* BEGIN *

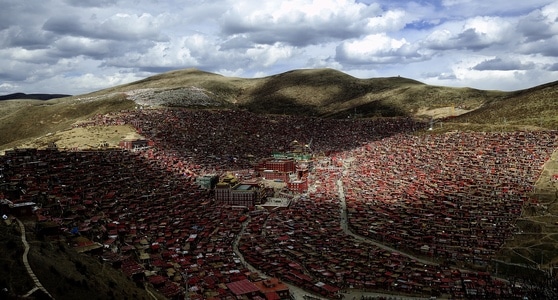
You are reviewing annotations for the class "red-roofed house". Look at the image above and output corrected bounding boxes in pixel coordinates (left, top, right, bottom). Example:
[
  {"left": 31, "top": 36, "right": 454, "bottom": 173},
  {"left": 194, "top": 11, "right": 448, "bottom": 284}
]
[{"left": 227, "top": 279, "right": 260, "bottom": 297}]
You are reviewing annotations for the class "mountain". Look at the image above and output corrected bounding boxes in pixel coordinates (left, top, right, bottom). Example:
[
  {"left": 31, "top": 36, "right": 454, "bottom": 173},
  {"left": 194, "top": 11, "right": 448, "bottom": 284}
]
[
  {"left": 0, "top": 69, "right": 558, "bottom": 149},
  {"left": 0, "top": 93, "right": 71, "bottom": 101}
]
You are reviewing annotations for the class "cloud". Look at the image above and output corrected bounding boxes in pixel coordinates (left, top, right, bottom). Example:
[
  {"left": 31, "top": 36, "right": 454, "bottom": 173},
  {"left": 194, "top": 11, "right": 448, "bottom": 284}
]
[
  {"left": 221, "top": 0, "right": 398, "bottom": 47},
  {"left": 64, "top": 0, "right": 118, "bottom": 8},
  {"left": 517, "top": 3, "right": 558, "bottom": 42},
  {"left": 472, "top": 58, "right": 535, "bottom": 71},
  {"left": 424, "top": 17, "right": 514, "bottom": 51},
  {"left": 335, "top": 34, "right": 425, "bottom": 65},
  {"left": 42, "top": 13, "right": 166, "bottom": 41},
  {"left": 0, "top": 0, "right": 558, "bottom": 94}
]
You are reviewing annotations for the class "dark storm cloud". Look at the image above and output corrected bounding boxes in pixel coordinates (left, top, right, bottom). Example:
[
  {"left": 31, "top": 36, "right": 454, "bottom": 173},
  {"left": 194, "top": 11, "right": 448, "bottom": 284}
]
[
  {"left": 64, "top": 0, "right": 117, "bottom": 7},
  {"left": 472, "top": 58, "right": 535, "bottom": 71},
  {"left": 0, "top": 26, "right": 54, "bottom": 50}
]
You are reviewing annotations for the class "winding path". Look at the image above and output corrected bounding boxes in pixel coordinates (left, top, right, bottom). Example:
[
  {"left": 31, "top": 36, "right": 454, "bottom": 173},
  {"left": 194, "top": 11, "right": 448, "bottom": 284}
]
[{"left": 16, "top": 219, "right": 54, "bottom": 299}]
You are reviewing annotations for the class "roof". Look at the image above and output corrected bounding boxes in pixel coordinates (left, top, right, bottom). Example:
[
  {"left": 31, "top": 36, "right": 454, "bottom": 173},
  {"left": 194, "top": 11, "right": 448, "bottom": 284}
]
[
  {"left": 234, "top": 184, "right": 254, "bottom": 191},
  {"left": 227, "top": 279, "right": 259, "bottom": 296},
  {"left": 254, "top": 277, "right": 289, "bottom": 299}
]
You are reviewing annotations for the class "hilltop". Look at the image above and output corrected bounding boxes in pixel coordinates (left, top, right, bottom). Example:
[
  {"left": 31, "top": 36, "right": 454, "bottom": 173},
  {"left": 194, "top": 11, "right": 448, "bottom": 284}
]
[
  {"left": 0, "top": 69, "right": 558, "bottom": 299},
  {"left": 0, "top": 69, "right": 558, "bottom": 149}
]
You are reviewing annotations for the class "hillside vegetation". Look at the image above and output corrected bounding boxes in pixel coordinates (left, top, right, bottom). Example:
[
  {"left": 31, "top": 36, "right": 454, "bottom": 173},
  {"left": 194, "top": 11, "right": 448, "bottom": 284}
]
[{"left": 0, "top": 69, "right": 558, "bottom": 150}]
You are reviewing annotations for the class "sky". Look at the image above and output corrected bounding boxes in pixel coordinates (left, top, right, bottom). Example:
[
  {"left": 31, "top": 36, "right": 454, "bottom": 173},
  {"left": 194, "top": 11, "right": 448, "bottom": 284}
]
[{"left": 0, "top": 0, "right": 558, "bottom": 95}]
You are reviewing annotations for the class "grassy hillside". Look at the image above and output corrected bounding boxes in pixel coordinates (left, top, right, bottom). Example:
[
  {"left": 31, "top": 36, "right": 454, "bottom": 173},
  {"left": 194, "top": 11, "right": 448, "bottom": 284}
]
[
  {"left": 0, "top": 95, "right": 135, "bottom": 148},
  {"left": 455, "top": 81, "right": 558, "bottom": 129},
  {"left": 0, "top": 69, "right": 558, "bottom": 150},
  {"left": 0, "top": 221, "right": 165, "bottom": 300}
]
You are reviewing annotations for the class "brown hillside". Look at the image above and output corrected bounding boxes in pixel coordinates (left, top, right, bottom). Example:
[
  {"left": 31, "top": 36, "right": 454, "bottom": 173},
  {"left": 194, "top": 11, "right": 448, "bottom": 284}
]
[{"left": 455, "top": 81, "right": 558, "bottom": 129}]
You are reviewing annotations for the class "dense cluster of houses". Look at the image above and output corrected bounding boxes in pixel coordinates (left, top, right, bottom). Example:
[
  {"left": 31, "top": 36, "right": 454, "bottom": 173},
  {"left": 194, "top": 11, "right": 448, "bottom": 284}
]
[
  {"left": 343, "top": 132, "right": 557, "bottom": 265},
  {"left": 0, "top": 109, "right": 558, "bottom": 299}
]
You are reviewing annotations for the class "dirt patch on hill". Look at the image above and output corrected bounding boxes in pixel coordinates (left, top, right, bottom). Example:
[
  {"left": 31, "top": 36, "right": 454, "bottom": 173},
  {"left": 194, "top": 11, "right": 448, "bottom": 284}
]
[
  {"left": 16, "top": 125, "right": 143, "bottom": 150},
  {"left": 498, "top": 150, "right": 558, "bottom": 271},
  {"left": 415, "top": 106, "right": 474, "bottom": 119}
]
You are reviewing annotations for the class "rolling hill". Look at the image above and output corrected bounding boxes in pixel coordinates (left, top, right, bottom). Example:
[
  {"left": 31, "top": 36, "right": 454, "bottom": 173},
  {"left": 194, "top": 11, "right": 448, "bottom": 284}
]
[
  {"left": 0, "top": 69, "right": 558, "bottom": 149},
  {"left": 0, "top": 69, "right": 558, "bottom": 299}
]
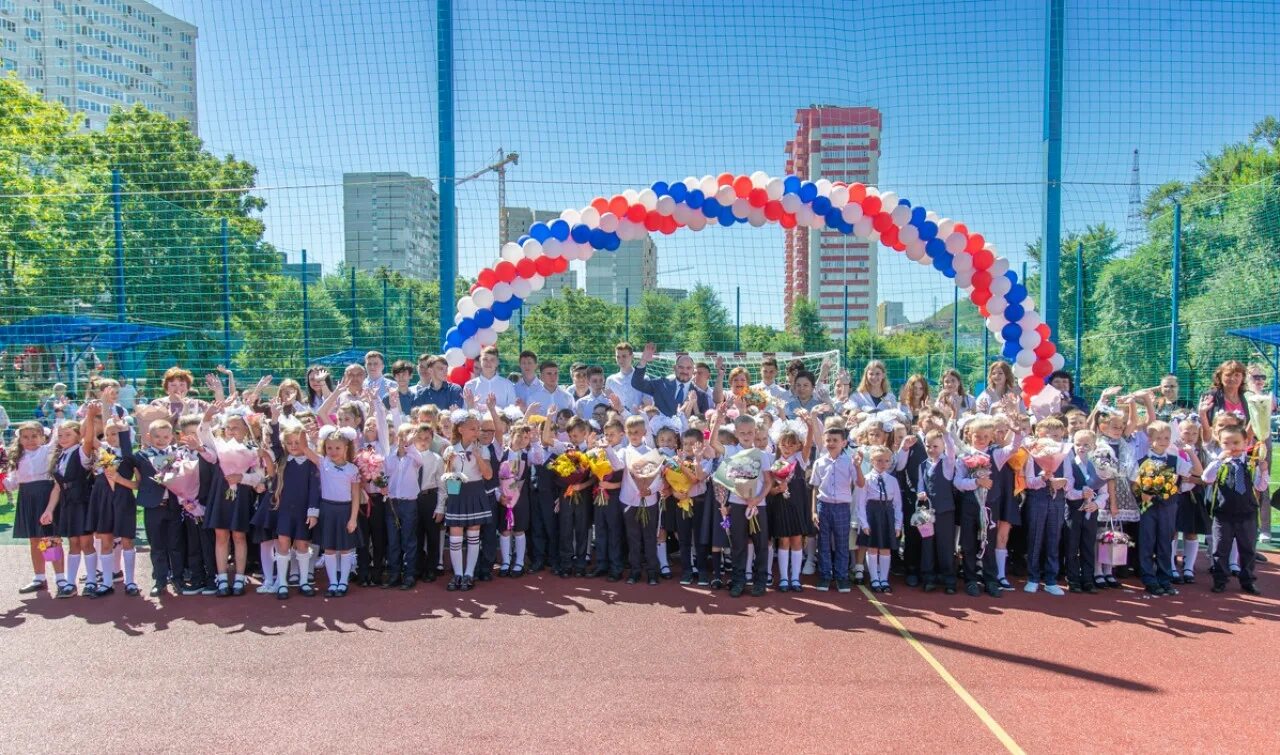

* END *

From the listing above, write out every line that contains the word "cloud".

You are reviewing annotations for the class "cloud". Look at the image above and output corrected bounding boxes in pixel coordinates (left, top, right, bottom). Example:
You are reviewing annotations for the class "dark storm cloud". Look at the image above and output corrected bounding boxes in pixel coordinates (left, top, right, bottom). Example:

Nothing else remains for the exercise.